◆ **Task goal**
Select each line of the records below that contains the word "ceiling" and copy it out. Treat uppercase and lowercase as different.

[Excerpts of location labeling data]
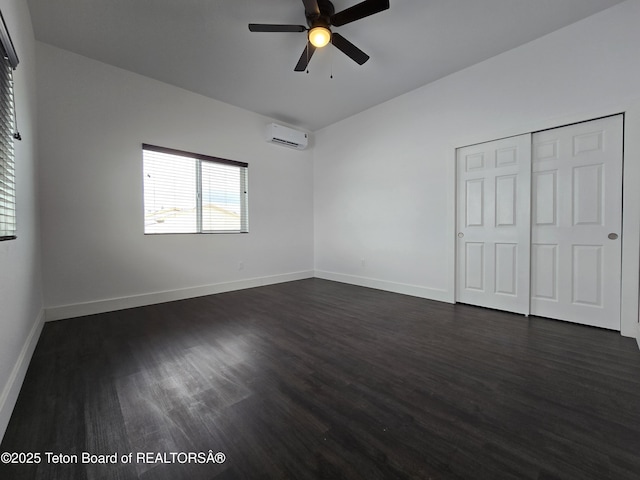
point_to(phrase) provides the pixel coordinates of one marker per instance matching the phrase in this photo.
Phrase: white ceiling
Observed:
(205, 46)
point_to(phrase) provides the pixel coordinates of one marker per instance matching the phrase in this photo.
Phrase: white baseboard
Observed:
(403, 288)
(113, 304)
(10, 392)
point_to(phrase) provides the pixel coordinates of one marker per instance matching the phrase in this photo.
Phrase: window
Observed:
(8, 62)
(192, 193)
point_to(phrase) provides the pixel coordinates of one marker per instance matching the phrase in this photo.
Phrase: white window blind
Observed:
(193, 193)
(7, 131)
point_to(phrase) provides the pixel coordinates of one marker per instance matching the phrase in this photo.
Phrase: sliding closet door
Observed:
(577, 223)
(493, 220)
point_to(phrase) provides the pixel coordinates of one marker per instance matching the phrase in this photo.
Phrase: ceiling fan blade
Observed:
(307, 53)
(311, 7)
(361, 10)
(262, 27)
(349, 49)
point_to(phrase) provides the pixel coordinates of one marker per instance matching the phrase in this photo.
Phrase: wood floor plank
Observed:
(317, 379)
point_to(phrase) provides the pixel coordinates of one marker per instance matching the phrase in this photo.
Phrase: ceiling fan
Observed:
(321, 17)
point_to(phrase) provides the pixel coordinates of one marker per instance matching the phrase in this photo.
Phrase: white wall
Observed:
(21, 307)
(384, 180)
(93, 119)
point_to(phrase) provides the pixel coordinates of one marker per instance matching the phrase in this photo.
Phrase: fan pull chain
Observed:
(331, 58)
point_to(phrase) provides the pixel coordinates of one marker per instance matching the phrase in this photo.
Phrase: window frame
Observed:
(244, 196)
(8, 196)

==

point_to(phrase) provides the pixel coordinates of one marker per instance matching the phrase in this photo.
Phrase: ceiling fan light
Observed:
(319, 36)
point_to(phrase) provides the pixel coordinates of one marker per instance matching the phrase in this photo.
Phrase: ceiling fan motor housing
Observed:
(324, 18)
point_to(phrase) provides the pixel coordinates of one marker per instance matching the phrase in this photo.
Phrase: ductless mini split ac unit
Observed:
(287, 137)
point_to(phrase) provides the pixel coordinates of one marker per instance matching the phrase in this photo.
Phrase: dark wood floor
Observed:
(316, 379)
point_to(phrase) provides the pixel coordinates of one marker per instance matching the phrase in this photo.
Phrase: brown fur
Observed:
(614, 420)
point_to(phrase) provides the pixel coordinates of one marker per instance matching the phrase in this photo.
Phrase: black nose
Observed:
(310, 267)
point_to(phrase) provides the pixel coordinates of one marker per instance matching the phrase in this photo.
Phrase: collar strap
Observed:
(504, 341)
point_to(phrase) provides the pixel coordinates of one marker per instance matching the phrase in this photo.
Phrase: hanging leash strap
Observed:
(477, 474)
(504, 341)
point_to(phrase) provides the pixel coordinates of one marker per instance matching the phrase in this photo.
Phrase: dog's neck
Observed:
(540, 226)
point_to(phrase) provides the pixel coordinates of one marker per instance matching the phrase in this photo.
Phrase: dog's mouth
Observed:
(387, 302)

◆ **Result below**
Phrase: white ceiling
Phrase: ceiling fan blade
Phrase: ceiling fan
Phrase: ceiling fan light
Phrase: ceiling fan motor housing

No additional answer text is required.